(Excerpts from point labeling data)
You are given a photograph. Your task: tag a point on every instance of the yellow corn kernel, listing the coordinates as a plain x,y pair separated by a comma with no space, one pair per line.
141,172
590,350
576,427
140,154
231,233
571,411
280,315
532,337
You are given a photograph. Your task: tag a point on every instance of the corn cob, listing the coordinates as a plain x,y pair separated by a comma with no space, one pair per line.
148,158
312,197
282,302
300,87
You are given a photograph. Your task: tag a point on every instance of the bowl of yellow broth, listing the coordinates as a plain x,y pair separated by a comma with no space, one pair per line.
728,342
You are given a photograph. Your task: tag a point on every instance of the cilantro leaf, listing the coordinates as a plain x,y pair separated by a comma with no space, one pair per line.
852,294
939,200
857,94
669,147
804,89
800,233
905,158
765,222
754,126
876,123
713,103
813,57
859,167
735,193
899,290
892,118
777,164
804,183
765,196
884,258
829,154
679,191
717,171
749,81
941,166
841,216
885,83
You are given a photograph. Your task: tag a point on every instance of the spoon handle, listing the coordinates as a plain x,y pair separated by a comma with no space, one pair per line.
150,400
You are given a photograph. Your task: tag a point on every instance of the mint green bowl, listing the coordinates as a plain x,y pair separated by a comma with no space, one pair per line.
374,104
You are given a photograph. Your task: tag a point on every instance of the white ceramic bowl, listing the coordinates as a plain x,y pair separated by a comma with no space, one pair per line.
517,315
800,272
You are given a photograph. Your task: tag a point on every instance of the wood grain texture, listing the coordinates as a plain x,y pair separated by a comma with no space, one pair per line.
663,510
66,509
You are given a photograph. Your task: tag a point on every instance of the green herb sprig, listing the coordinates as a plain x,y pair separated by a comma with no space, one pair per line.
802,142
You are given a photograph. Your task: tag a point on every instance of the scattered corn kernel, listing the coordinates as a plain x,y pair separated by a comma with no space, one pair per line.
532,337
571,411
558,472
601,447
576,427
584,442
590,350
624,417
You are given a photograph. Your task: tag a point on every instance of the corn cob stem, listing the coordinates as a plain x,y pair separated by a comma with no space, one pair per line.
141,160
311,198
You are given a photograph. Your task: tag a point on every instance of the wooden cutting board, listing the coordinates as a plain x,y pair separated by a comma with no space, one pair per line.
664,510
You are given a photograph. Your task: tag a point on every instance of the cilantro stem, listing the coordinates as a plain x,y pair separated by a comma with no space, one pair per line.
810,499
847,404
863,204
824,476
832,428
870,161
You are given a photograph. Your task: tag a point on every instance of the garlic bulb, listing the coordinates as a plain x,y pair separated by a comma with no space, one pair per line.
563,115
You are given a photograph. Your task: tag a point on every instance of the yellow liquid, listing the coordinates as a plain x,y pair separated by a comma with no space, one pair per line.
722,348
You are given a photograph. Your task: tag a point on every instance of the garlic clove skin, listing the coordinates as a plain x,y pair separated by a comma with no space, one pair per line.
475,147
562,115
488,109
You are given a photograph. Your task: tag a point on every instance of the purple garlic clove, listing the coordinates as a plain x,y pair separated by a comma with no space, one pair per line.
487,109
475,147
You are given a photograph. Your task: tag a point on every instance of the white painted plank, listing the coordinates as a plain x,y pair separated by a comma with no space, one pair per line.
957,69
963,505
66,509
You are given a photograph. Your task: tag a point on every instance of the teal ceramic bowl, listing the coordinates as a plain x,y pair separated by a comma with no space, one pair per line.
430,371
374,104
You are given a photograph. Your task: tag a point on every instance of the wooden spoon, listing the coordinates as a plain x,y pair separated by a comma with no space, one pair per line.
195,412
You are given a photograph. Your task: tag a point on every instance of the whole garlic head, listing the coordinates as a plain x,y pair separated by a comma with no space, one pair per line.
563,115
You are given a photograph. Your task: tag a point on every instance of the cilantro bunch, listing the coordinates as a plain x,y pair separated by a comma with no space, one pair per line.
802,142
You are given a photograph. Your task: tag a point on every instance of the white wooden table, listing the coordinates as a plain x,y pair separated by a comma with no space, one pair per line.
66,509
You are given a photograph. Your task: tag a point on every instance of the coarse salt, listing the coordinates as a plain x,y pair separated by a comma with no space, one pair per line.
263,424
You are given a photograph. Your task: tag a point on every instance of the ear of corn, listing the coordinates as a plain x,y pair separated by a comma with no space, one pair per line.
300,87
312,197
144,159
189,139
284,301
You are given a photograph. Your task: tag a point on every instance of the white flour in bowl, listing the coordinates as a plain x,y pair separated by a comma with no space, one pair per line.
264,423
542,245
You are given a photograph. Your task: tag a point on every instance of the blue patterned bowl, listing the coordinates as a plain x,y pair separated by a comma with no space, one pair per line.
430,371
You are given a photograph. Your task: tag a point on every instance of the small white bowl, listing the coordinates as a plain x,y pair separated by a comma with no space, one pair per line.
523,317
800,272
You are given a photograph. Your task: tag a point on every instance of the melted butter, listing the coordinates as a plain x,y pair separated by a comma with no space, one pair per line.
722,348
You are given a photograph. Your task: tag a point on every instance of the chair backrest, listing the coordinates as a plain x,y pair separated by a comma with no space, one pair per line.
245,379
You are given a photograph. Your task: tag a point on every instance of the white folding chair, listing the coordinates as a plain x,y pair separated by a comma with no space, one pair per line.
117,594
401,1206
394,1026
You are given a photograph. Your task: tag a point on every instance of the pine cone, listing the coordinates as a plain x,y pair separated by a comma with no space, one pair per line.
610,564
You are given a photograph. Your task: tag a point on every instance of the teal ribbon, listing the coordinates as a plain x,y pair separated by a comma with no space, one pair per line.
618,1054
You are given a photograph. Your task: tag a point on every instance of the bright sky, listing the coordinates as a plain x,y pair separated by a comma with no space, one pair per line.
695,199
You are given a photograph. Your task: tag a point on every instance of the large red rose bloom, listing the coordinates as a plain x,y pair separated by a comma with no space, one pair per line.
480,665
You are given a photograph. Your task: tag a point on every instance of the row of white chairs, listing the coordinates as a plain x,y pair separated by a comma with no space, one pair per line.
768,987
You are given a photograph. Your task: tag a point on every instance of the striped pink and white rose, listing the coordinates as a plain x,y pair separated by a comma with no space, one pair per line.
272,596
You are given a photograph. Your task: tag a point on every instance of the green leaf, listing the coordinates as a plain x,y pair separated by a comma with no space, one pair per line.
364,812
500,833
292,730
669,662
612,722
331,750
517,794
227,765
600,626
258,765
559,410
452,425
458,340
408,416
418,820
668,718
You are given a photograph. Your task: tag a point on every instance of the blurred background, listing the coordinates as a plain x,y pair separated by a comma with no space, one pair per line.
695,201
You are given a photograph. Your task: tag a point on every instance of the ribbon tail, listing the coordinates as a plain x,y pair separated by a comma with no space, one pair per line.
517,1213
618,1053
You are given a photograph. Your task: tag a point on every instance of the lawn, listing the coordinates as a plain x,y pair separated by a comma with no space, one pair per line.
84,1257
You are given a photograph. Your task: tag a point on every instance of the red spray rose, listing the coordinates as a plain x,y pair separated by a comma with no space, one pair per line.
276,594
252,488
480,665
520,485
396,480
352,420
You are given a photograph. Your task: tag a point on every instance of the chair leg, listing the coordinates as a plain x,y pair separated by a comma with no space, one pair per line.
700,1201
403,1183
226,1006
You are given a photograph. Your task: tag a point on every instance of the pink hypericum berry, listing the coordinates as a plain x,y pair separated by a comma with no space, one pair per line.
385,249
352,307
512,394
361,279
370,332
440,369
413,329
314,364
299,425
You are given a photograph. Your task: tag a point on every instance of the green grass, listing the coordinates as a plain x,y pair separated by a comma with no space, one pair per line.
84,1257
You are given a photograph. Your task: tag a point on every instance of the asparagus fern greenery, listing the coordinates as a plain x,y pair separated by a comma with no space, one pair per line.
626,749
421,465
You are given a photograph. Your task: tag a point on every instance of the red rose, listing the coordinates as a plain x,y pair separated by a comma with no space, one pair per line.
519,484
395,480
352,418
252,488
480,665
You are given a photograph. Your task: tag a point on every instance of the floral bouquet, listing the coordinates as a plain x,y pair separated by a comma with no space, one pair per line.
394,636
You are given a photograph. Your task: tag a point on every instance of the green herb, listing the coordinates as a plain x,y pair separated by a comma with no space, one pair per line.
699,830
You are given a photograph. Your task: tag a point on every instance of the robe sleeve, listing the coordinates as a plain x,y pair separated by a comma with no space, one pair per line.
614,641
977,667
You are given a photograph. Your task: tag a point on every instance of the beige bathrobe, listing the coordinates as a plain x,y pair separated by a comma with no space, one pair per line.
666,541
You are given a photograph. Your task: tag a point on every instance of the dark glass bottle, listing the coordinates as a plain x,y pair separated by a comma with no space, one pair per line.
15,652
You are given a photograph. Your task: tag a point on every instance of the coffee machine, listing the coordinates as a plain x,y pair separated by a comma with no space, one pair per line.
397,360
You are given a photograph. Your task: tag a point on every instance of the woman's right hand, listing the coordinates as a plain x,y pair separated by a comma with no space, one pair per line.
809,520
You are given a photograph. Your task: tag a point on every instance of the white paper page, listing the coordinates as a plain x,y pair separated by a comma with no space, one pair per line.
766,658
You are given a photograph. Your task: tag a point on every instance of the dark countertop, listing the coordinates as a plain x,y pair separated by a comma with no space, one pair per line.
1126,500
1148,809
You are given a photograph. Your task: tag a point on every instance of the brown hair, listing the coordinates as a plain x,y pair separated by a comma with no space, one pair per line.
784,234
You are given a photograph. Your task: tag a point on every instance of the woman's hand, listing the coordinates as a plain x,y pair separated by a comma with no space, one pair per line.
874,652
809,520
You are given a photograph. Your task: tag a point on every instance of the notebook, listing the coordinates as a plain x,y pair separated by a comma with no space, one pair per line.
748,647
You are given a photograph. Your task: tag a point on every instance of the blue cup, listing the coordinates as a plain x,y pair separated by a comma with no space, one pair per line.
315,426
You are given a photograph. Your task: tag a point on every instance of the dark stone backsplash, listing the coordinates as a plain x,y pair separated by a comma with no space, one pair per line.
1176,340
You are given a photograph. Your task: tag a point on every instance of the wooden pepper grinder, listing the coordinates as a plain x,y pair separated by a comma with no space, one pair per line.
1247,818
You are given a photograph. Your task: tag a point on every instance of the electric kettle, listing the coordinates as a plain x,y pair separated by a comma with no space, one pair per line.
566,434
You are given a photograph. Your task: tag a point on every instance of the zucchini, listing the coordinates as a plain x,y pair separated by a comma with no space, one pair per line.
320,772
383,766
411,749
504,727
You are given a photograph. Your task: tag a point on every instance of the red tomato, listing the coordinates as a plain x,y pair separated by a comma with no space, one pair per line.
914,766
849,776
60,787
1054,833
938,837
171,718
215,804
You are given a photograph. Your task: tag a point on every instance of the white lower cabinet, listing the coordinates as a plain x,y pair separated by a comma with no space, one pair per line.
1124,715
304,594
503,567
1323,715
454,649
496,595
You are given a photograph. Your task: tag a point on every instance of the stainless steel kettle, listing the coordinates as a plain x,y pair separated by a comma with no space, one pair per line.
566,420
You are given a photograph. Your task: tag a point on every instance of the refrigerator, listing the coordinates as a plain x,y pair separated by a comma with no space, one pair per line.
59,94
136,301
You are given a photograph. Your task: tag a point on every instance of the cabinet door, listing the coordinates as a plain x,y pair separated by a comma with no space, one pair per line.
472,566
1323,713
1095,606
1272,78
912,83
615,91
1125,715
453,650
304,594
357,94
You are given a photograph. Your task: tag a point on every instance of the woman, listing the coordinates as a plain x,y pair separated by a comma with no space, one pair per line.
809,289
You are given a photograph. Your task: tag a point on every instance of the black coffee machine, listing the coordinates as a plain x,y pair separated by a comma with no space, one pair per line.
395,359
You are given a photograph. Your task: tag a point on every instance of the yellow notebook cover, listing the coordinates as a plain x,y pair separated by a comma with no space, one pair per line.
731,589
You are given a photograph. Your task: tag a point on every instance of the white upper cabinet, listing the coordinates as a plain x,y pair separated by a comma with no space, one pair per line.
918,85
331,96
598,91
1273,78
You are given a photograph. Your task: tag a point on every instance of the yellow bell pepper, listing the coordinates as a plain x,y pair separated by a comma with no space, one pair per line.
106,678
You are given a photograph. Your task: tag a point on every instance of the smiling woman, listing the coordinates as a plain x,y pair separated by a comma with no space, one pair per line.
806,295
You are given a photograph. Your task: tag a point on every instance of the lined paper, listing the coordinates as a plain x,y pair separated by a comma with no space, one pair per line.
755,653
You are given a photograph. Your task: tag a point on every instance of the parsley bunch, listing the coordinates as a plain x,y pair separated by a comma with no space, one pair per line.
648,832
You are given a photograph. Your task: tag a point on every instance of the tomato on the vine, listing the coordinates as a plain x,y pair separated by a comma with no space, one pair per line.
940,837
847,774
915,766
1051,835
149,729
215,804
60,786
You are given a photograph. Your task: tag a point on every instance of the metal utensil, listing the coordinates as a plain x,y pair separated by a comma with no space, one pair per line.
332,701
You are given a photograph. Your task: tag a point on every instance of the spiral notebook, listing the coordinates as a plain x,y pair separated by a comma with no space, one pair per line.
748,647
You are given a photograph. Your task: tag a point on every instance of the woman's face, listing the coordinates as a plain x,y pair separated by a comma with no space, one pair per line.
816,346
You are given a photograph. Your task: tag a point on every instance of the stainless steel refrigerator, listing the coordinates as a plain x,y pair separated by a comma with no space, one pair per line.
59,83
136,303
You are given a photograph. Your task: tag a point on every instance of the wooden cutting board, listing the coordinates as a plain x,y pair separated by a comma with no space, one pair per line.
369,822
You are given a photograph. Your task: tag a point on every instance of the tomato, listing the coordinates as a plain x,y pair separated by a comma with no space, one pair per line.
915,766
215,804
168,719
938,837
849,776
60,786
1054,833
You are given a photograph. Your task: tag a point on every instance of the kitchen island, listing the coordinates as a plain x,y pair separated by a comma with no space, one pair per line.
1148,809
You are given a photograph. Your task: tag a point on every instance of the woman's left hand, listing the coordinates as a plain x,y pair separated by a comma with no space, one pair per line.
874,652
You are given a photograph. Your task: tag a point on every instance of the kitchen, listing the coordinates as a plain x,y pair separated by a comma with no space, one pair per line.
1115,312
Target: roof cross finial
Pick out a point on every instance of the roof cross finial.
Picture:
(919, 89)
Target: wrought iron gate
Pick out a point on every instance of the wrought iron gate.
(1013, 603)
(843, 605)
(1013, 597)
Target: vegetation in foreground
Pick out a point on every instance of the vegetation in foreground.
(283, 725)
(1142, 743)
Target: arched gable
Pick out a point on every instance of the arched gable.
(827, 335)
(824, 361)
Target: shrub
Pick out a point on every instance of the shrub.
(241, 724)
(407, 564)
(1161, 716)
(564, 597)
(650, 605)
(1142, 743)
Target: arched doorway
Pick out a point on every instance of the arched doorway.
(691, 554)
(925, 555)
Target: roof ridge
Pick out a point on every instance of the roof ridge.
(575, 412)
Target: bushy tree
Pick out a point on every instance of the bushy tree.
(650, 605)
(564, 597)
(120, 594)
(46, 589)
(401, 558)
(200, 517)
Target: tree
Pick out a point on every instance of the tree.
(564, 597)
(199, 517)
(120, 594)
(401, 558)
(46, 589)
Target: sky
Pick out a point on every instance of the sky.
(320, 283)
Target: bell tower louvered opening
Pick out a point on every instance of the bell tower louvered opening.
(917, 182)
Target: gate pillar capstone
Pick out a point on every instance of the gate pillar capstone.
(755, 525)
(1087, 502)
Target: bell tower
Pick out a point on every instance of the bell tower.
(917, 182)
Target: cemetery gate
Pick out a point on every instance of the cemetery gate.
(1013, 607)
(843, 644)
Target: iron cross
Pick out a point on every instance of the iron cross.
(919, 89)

Stated exercise: In the material from the line with "Target: bell tower louvered opening" through the end, rename "cemetery gate" to "graveyard gate" and give back only those lines, leaving everything else unchanged.

Solution to this exercise:
Target: bell tower louvered opening
Pick out a point on every instance of the bell tower louvered opening.
(917, 182)
Target: gate pillar capstone
Pick out a point on every instance of the gate pillar capstone.
(755, 525)
(1087, 502)
Target: bell tower
Pick out a point on every instance of the bell tower.
(917, 182)
Target: graveyard gate
Pick out a point on every instance of the graveyard gate.
(1013, 607)
(843, 644)
Target: iron cross
Pick out a point on every instance of the iron cross.
(919, 89)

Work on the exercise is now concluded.